> [WORK INSTRUCTIONS]: The lines below that include "before" are to be found and copied.

> [DATA TO USE]:
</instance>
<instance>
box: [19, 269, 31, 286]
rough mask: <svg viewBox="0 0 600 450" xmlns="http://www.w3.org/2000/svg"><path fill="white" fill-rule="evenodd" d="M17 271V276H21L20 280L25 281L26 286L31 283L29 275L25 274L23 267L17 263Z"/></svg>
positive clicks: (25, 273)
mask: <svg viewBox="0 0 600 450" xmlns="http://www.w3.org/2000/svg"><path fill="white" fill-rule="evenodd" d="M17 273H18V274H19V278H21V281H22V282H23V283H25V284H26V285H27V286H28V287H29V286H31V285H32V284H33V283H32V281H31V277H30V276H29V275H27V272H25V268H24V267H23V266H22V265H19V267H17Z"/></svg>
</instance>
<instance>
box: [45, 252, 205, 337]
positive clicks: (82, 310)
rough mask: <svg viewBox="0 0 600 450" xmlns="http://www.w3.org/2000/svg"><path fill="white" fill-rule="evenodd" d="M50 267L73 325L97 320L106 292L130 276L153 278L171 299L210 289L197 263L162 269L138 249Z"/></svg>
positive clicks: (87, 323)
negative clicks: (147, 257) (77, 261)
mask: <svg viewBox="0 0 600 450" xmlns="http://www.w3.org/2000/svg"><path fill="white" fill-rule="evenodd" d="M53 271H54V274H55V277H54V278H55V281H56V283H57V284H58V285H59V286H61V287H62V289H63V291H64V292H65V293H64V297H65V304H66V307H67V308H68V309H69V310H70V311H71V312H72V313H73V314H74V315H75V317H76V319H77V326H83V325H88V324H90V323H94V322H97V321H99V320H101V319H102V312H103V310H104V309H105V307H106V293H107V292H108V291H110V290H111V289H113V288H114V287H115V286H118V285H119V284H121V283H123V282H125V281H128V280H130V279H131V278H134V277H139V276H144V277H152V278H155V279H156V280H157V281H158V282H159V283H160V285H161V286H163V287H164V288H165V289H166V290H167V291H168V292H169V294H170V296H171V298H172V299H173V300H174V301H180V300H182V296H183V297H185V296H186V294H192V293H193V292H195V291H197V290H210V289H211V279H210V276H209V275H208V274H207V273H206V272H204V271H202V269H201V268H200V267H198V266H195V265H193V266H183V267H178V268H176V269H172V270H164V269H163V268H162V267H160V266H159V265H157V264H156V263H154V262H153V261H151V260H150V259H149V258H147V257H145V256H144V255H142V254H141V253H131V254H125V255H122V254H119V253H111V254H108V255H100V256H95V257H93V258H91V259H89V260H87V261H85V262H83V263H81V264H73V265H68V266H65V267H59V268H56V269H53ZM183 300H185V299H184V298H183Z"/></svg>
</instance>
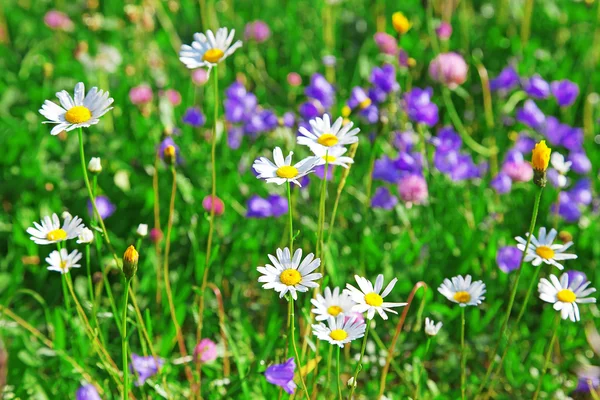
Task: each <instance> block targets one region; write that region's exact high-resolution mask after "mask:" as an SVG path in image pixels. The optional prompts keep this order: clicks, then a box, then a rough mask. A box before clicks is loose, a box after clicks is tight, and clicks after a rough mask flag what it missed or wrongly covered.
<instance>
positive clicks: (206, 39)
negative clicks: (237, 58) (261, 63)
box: [179, 28, 242, 73]
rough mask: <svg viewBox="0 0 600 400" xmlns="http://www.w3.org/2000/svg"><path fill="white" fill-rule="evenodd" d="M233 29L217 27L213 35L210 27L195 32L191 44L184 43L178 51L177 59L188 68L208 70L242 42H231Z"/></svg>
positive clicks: (234, 30) (235, 50)
mask: <svg viewBox="0 0 600 400" xmlns="http://www.w3.org/2000/svg"><path fill="white" fill-rule="evenodd" d="M234 35H235V29H232V30H231V31H230V32H229V33H228V29H227V28H219V29H218V30H217V34H216V35H215V34H214V33H213V32H212V31H211V30H210V29H209V30H208V31H206V35H205V34H204V33H195V34H194V41H193V42H192V45H191V46H188V45H187V44H184V45H182V46H181V50H180V51H179V60H180V61H181V62H182V63H184V64H185V66H186V67H188V68H189V69H195V68H200V67H207V68H208V72H209V73H210V70H211V69H212V67H214V66H215V65H217V64H218V63H220V62H221V61H223V60H224V59H226V58H227V57H228V56H230V55H232V54H233V52H234V51H236V50H237V49H238V48H239V47H241V46H242V42H241V41H240V40H238V41H237V42H235V43H233V44H232V42H233V36H234Z"/></svg>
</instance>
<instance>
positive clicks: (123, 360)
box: [121, 278, 131, 400]
mask: <svg viewBox="0 0 600 400" xmlns="http://www.w3.org/2000/svg"><path fill="white" fill-rule="evenodd" d="M130 282H131V279H128V278H125V290H124V293H123V318H122V319H121V322H122V324H123V325H122V328H121V352H122V353H123V400H126V399H127V398H128V396H129V369H128V367H127V361H128V358H129V357H128V354H127V304H128V303H129V283H130Z"/></svg>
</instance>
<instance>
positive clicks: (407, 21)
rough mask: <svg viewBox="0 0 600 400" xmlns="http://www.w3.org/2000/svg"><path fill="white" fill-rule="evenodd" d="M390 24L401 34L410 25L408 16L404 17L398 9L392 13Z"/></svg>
mask: <svg viewBox="0 0 600 400" xmlns="http://www.w3.org/2000/svg"><path fill="white" fill-rule="evenodd" d="M392 25H394V29H395V30H396V32H398V33H399V34H401V35H403V34H405V33H406V32H408V31H409V30H410V28H411V26H412V24H411V23H410V21H409V20H408V18H406V17H405V16H404V14H402V13H401V12H400V11H398V12H395V13H394V14H392Z"/></svg>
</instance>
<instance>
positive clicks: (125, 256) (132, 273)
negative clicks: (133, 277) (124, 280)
mask: <svg viewBox="0 0 600 400" xmlns="http://www.w3.org/2000/svg"><path fill="white" fill-rule="evenodd" d="M139 259H140V255H139V254H138V252H137V250H136V249H135V247H134V246H129V247H128V248H127V250H125V254H123V274H124V275H125V278H127V279H131V278H133V277H134V276H135V273H136V272H137V263H138V261H139Z"/></svg>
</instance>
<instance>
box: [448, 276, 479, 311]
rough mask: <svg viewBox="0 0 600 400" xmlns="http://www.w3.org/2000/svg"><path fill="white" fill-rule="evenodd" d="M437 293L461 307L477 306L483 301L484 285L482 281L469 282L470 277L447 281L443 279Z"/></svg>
mask: <svg viewBox="0 0 600 400" xmlns="http://www.w3.org/2000/svg"><path fill="white" fill-rule="evenodd" d="M438 292H440V293H441V294H443V295H444V296H446V298H447V299H448V300H450V301H453V302H454V303H458V304H459V305H460V306H461V307H466V306H478V305H479V304H481V302H482V301H483V300H484V299H485V297H484V296H483V295H484V294H485V283H483V282H482V281H476V282H471V275H467V276H466V277H464V278H463V277H462V276H460V275H458V276H455V277H454V278H452V281H450V280H449V279H444V282H443V283H442V285H441V286H440V287H439V288H438Z"/></svg>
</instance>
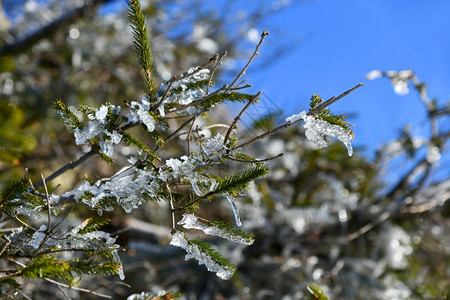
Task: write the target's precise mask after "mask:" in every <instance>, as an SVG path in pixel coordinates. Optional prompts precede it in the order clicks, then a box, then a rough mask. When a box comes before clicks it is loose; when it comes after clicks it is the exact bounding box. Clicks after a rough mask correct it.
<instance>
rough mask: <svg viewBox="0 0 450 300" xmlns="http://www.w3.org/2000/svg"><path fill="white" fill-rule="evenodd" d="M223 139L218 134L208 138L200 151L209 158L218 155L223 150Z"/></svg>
mask: <svg viewBox="0 0 450 300" xmlns="http://www.w3.org/2000/svg"><path fill="white" fill-rule="evenodd" d="M224 139H225V137H224V136H223V135H221V134H220V133H218V134H216V135H215V136H214V137H213V138H210V139H209V140H208V141H206V142H205V144H204V145H203V147H202V149H203V152H205V154H206V155H208V156H211V155H213V154H214V153H220V151H221V150H222V149H223V148H224V145H223V141H224Z"/></svg>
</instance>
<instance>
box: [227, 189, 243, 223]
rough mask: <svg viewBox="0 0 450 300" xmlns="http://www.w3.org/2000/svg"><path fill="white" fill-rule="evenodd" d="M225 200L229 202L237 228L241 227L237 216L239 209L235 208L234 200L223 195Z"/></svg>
mask: <svg viewBox="0 0 450 300" xmlns="http://www.w3.org/2000/svg"><path fill="white" fill-rule="evenodd" d="M223 195H224V196H225V198H227V200H228V201H229V202H230V205H231V209H232V210H233V215H234V220H235V222H236V225H237V226H239V227H240V226H242V222H241V217H240V216H239V209H238V208H237V206H236V203H234V198H233V197H232V196H230V195H228V194H223Z"/></svg>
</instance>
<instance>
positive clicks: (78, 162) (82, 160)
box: [31, 150, 97, 191]
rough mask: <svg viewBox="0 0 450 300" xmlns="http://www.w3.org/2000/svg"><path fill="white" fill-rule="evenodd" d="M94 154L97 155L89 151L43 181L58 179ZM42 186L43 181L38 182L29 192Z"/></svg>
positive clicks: (64, 166) (67, 163)
mask: <svg viewBox="0 0 450 300" xmlns="http://www.w3.org/2000/svg"><path fill="white" fill-rule="evenodd" d="M95 153H97V152H96V151H94V150H91V151H89V152H88V153H86V154H84V155H83V156H81V157H80V158H79V159H77V160H76V161H73V162H72V161H71V162H69V163H67V164H66V165H64V166H63V167H61V168H59V169H58V170H56V171H55V172H53V174H51V175H50V176H48V177H47V178H45V181H46V182H47V183H48V182H50V181H52V180H53V179H55V178H56V177H58V176H59V175H61V174H63V173H64V172H66V171H68V170H69V169H74V168H75V167H77V166H79V165H80V164H82V163H83V162H85V161H86V160H87V159H88V158H89V157H91V156H93V155H94V154H95ZM43 185H44V182H43V181H41V182H38V183H37V184H36V185H35V186H34V189H32V190H31V191H36V190H37V189H39V188H41V187H42V186H43Z"/></svg>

> [ANSWER FOR THE TASK]:
Task: each <instance> block targets one region; write that region's exact high-resolution mask after "mask:" as an SVG path in image pixels. The optional prompts keep this order: clicks, then a box, then a rough mask. A box before clicks is loose, a box after clicks is tight, and clicks after a rough mask flag what it missed or wrongly covered.
Task: write the target's precise mask after "mask:" in every <instance>, as an SVG path in pixel coordinates. Optional prompts precede it in the order clicks, then a box, then a rough mask. When a box comes before clicks it is loose; when it comes after clicks it is the exact bounding box. Clicks after a rough mask correct it.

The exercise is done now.